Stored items

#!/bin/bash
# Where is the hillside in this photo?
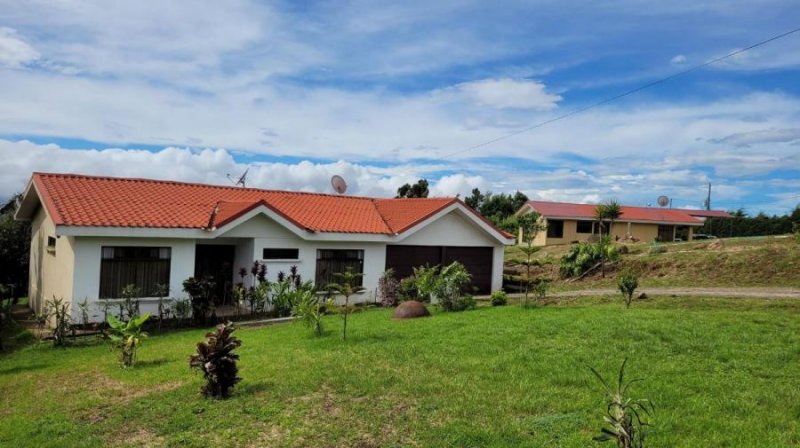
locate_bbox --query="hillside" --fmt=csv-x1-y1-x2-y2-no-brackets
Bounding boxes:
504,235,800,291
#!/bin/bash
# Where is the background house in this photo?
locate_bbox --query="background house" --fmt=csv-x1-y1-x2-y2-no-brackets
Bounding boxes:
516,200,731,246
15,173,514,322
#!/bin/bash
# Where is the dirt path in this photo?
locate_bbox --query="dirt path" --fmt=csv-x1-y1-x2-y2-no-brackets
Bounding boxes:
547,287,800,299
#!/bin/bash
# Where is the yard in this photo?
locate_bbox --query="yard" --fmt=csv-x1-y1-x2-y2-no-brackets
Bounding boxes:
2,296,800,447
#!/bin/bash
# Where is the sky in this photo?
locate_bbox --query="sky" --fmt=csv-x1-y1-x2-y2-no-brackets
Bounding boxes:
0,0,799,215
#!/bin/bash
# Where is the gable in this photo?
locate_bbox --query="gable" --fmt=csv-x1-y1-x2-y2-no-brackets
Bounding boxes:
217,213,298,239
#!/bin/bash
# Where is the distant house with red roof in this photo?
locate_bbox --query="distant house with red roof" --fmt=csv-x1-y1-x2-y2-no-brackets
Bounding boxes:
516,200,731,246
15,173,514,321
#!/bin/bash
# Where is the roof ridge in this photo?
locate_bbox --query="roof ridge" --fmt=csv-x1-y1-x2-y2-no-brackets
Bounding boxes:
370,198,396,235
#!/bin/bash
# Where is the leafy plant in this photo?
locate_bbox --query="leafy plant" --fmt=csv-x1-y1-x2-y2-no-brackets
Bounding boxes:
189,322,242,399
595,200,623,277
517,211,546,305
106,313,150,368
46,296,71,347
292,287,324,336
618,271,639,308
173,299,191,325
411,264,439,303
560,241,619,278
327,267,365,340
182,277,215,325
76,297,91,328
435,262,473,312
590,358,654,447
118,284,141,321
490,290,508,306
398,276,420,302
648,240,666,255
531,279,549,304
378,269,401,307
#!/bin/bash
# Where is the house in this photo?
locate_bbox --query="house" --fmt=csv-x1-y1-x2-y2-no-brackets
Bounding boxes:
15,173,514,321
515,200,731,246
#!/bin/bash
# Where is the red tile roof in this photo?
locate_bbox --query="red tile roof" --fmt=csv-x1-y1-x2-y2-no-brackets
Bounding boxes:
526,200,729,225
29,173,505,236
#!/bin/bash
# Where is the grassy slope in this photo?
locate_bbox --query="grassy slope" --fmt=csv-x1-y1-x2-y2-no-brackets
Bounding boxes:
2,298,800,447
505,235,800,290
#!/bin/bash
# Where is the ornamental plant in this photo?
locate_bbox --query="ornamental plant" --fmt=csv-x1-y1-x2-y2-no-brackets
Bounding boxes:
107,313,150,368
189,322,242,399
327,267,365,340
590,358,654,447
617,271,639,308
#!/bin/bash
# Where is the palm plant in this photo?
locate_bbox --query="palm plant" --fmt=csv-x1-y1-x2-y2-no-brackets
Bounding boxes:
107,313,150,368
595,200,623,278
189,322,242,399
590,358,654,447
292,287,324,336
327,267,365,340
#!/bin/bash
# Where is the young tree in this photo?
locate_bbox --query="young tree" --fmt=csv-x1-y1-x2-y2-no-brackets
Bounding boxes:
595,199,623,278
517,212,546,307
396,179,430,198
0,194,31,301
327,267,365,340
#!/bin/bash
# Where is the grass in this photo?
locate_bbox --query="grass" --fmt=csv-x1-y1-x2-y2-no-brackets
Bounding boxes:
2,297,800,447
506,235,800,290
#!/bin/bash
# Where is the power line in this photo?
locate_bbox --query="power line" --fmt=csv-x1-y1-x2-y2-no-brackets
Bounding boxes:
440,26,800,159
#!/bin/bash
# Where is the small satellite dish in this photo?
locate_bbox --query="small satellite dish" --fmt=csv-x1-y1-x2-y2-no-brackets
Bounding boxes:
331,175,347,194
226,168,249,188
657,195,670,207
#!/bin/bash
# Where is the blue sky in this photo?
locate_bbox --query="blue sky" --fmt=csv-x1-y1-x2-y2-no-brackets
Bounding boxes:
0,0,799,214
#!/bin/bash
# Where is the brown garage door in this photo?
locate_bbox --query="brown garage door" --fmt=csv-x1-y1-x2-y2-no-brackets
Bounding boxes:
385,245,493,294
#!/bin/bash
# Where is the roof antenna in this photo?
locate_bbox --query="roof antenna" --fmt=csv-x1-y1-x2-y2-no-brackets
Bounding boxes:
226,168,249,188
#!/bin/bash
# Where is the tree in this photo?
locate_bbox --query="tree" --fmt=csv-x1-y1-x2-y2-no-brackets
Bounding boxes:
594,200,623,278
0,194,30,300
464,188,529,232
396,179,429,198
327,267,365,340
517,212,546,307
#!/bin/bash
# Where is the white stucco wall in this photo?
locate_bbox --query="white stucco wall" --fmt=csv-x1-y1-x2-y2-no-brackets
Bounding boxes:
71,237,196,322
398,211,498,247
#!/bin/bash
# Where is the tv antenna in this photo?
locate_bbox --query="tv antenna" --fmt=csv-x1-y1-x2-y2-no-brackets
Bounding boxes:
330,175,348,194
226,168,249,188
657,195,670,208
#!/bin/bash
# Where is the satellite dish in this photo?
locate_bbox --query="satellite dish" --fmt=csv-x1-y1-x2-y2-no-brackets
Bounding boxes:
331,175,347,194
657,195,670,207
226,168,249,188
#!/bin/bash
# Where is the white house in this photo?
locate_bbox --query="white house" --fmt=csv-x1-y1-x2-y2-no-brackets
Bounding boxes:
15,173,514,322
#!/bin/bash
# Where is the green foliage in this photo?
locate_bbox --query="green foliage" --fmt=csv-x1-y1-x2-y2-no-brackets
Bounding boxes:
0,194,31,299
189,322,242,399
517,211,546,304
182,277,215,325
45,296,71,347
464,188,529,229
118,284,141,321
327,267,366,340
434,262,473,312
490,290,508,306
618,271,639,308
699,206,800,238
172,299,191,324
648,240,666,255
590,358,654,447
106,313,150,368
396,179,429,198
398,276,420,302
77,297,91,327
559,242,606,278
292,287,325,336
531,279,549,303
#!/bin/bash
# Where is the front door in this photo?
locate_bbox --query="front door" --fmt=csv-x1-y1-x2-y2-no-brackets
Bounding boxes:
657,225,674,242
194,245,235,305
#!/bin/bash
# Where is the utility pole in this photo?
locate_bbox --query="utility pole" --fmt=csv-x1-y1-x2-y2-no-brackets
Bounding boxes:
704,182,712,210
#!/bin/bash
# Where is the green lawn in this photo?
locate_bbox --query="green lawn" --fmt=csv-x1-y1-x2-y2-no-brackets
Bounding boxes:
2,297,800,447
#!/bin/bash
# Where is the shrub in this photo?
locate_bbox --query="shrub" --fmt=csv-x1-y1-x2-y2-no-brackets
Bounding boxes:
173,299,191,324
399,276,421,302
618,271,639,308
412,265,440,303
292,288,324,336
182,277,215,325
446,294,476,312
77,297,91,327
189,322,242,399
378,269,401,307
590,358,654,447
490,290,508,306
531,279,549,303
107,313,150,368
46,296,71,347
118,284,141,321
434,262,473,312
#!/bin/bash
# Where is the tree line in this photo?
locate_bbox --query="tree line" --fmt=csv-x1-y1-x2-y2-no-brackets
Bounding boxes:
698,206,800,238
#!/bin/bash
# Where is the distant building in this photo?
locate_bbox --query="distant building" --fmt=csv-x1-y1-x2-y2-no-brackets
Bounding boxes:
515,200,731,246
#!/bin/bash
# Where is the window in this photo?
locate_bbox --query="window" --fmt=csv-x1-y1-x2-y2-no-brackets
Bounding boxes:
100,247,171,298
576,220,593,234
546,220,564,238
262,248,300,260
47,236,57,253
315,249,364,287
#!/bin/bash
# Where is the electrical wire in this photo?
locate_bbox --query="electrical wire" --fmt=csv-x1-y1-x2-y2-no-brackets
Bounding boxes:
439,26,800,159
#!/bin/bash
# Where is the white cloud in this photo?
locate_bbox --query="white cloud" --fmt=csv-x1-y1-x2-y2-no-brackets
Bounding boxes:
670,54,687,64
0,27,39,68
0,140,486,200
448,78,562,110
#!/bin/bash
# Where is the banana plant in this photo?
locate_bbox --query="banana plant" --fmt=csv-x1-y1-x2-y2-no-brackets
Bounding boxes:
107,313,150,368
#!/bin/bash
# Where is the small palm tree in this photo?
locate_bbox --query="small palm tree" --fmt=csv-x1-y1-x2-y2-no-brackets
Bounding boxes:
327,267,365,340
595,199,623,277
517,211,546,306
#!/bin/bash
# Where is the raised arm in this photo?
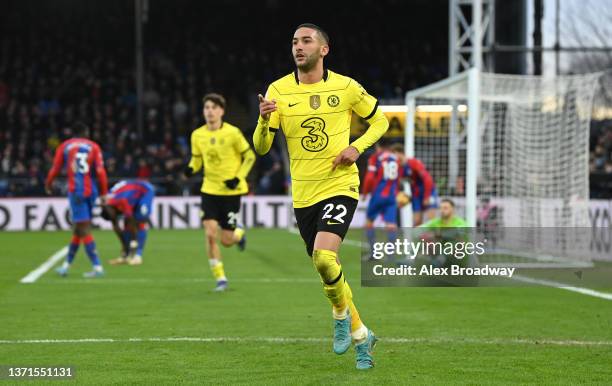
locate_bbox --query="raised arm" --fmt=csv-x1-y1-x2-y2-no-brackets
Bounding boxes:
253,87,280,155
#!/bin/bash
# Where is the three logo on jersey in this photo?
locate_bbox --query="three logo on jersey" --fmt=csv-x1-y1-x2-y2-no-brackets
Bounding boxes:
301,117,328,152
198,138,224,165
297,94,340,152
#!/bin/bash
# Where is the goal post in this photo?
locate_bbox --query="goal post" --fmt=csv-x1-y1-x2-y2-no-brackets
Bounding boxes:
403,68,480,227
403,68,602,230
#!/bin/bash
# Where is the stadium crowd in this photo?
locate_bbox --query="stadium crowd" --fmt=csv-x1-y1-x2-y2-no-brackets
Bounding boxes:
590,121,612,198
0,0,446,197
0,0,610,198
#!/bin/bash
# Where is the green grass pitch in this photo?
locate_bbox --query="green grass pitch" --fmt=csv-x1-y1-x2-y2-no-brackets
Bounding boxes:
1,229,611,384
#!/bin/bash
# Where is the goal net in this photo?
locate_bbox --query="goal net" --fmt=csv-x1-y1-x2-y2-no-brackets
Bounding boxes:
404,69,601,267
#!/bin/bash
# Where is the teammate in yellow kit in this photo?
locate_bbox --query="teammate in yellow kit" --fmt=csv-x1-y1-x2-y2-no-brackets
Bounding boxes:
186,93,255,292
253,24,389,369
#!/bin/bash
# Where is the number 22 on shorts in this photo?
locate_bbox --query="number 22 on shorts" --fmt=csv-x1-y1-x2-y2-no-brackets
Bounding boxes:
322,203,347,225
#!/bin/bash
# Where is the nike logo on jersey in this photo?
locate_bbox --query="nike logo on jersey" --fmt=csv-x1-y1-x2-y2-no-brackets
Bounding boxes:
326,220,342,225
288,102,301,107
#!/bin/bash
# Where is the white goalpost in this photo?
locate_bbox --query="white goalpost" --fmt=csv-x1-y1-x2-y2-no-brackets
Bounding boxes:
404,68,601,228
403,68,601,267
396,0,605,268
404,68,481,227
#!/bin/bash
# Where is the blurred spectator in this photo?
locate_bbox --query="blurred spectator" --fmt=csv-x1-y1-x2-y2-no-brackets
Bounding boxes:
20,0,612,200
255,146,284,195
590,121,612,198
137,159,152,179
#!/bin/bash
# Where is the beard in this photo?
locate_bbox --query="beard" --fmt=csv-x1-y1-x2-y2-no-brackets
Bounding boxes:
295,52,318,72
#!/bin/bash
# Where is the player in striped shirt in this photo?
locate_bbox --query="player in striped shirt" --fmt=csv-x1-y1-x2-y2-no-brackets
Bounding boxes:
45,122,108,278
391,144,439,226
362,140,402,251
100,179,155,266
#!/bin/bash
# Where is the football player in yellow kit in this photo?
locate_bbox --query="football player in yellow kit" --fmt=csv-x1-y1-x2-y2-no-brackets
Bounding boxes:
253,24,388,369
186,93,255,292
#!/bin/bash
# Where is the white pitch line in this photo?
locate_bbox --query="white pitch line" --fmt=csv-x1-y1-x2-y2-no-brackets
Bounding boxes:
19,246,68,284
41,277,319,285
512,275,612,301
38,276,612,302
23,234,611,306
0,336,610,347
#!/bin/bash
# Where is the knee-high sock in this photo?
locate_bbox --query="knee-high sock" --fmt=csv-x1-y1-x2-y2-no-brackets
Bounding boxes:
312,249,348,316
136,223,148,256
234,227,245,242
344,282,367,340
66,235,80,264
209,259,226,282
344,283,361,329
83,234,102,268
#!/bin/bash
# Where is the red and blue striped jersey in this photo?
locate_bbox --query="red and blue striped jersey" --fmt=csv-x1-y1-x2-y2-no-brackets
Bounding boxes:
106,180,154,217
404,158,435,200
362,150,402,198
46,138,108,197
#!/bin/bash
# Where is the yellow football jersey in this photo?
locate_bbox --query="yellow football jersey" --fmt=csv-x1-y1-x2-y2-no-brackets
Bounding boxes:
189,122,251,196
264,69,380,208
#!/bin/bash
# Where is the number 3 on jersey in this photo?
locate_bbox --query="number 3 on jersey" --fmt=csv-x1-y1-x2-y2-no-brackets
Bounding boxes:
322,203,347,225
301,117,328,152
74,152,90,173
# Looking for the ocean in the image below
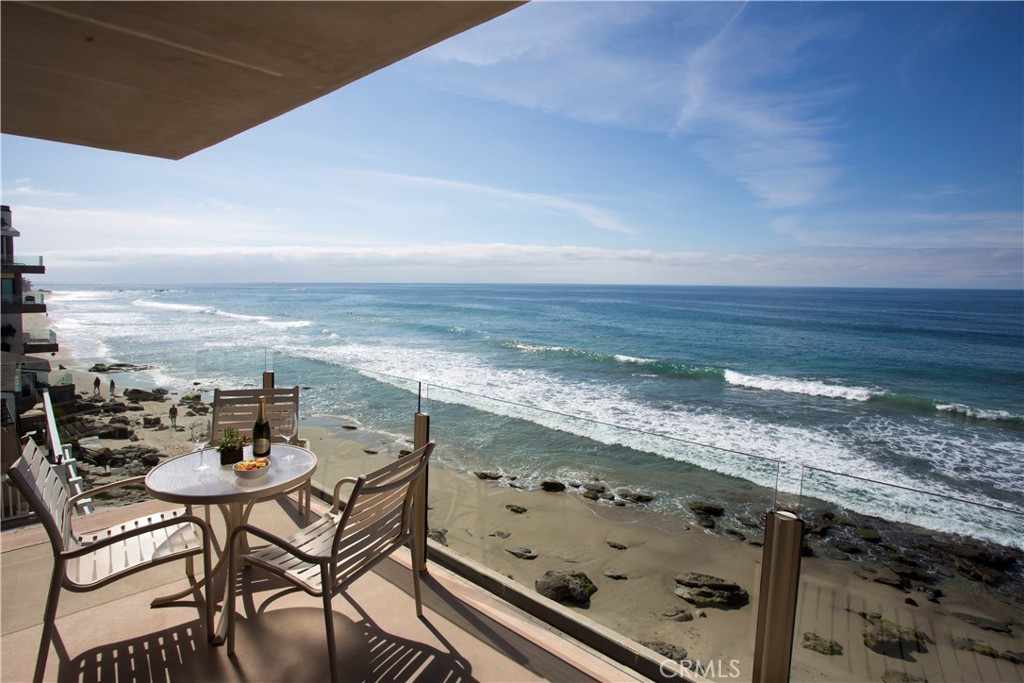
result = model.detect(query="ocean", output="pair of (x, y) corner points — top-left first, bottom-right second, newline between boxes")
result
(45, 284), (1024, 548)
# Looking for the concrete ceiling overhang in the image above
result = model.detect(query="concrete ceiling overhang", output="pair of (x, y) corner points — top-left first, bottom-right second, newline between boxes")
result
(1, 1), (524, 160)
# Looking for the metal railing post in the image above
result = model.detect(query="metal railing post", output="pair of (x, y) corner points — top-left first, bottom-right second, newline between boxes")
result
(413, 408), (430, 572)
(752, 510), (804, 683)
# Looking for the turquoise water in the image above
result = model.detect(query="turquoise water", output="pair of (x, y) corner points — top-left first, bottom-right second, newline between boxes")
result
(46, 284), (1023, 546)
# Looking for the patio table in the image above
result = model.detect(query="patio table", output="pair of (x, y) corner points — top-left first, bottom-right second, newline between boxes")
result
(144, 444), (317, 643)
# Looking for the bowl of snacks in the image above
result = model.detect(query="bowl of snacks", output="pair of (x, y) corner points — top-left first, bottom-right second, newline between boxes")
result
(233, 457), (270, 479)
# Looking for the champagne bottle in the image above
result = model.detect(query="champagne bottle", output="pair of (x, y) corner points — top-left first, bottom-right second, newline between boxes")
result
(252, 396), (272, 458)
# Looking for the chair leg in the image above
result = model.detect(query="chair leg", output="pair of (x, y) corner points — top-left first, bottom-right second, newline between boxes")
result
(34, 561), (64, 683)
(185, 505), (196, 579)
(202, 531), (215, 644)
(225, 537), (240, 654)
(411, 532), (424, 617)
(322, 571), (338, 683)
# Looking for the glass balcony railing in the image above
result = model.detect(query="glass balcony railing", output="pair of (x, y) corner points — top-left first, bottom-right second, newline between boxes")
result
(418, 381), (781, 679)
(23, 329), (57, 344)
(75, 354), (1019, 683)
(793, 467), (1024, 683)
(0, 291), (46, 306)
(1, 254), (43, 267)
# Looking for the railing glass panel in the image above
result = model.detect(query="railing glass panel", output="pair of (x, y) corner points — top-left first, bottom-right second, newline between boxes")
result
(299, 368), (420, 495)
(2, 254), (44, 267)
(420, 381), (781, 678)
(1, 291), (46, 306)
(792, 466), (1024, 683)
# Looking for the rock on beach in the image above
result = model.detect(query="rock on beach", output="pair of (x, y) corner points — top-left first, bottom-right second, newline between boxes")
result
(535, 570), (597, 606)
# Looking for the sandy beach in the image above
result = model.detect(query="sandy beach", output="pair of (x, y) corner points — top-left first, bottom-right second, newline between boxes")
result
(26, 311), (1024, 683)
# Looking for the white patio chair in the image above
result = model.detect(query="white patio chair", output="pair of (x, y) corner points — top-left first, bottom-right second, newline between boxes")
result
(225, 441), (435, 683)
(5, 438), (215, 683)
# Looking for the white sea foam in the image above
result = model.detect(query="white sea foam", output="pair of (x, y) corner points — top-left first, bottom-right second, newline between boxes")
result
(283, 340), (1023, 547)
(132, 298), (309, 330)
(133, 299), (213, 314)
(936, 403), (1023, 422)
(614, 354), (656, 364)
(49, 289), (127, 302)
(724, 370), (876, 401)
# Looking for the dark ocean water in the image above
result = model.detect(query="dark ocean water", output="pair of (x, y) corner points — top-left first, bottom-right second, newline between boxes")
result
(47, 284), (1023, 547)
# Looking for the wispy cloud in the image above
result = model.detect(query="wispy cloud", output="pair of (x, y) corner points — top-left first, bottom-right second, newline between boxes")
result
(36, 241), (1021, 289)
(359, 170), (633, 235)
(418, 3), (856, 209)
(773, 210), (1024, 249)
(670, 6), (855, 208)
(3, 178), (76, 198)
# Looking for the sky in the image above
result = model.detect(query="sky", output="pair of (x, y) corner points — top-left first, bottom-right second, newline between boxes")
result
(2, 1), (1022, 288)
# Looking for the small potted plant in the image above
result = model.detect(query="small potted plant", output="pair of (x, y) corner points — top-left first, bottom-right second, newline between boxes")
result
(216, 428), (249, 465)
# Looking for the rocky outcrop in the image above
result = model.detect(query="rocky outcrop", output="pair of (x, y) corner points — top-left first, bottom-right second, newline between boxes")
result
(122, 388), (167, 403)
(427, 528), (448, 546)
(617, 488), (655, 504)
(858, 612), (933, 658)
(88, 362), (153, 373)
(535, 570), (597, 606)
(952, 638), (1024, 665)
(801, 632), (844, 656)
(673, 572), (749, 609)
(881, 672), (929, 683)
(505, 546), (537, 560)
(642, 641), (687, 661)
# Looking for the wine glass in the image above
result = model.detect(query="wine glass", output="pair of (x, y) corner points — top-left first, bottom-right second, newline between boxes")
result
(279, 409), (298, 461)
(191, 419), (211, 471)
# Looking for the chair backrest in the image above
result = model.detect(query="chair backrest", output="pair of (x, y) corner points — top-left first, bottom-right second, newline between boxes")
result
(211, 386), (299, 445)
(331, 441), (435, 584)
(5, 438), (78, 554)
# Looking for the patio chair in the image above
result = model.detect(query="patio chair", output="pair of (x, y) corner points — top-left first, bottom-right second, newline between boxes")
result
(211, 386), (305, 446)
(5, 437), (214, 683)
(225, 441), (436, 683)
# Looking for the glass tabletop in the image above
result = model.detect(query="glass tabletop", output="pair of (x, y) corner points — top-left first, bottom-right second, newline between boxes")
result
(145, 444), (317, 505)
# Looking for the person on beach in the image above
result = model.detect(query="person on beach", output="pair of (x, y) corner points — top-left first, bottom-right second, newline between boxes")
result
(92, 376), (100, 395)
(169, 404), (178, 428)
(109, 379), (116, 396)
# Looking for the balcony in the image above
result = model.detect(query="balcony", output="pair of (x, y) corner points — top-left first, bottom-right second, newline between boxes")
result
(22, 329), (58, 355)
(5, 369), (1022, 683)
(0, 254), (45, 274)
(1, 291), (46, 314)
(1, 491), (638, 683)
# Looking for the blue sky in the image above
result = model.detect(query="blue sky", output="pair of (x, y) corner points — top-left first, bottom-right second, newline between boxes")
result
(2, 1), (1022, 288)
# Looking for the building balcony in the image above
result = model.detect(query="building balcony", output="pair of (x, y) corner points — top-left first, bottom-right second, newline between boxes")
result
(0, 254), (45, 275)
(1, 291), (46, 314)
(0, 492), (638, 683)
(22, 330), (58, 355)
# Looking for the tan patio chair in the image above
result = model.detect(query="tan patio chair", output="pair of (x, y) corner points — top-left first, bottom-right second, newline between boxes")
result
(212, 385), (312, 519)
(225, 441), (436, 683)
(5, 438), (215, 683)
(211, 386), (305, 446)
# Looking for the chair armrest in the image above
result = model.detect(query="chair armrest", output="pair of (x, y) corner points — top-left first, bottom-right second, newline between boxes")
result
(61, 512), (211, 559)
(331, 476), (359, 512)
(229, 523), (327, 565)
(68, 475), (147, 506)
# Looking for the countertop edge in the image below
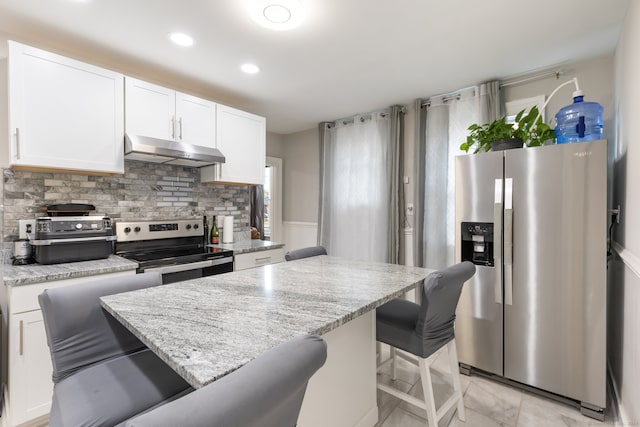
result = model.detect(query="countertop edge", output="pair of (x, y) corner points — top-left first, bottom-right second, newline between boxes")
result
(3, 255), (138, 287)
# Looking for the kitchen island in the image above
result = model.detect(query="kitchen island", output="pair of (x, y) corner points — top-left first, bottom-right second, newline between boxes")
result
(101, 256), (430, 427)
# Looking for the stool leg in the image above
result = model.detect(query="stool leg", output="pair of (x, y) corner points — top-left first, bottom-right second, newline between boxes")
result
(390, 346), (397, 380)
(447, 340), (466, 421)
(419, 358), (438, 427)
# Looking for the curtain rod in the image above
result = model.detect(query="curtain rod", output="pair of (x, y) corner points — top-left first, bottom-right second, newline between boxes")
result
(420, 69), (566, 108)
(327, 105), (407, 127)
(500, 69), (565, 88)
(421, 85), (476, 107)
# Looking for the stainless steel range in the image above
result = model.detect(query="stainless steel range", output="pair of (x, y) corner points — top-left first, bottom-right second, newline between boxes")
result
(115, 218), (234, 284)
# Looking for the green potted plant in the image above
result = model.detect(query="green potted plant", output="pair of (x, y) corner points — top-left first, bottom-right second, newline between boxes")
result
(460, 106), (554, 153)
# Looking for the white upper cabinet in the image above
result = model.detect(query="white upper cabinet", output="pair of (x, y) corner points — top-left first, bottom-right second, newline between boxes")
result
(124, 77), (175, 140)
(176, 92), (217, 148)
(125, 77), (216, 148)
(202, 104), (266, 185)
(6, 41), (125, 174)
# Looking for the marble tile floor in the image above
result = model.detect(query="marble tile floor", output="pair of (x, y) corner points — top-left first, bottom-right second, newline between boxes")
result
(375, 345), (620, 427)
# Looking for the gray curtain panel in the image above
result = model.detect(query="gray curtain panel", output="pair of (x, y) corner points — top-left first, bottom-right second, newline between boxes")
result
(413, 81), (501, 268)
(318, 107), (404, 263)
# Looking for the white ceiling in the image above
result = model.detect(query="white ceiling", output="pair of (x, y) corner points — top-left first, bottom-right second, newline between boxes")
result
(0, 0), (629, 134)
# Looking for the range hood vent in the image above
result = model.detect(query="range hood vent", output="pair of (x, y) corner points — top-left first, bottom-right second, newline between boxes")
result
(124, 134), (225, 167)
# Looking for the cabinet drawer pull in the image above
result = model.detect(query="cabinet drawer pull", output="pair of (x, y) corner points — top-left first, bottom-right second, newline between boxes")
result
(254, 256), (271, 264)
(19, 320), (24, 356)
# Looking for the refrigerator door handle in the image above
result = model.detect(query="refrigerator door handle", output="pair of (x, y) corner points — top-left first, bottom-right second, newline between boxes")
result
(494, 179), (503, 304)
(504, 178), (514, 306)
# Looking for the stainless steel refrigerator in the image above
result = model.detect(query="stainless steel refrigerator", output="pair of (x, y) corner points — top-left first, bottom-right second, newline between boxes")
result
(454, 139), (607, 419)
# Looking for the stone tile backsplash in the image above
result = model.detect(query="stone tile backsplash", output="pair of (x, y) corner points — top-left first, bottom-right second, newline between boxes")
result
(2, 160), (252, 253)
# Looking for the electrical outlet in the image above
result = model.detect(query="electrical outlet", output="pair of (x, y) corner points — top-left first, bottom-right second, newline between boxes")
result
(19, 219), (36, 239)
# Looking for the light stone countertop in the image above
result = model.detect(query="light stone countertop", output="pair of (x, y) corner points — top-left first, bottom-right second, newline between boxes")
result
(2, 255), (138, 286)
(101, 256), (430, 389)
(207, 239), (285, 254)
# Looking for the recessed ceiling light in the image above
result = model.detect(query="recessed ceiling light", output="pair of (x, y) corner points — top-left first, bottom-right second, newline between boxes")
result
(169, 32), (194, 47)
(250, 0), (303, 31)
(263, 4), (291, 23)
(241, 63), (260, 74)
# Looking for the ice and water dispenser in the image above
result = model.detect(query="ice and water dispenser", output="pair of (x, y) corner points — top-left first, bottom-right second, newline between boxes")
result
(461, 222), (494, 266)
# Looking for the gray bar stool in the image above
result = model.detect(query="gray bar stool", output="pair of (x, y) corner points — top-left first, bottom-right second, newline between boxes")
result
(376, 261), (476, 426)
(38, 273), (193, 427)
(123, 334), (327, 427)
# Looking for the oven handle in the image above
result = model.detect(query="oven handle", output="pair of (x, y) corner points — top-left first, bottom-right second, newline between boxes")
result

**Exercise objective:**
Give again exactly, and only, the lines above starting at the one with "# Where is the small satellite" and ending at the one with "# Where is the brown".

**Solution:**
# Where is the small satellite dish in this photo?
locate_bbox --query="small satellite dish" --fmt=csv-x1-y1-x2-y2-no-brackets
Bounding boxes:
331,175,347,194
226,168,249,188
657,195,670,207
#!/bin/bash
# Where is the blue sky in this photo?
locate_bbox --query="blue sky" --fmt=csv-x1-y1-x2-y2-no-brackets
Bounding boxes:
0,0,799,214
#!/bin/bash
# Where is the brown garage door in this photo?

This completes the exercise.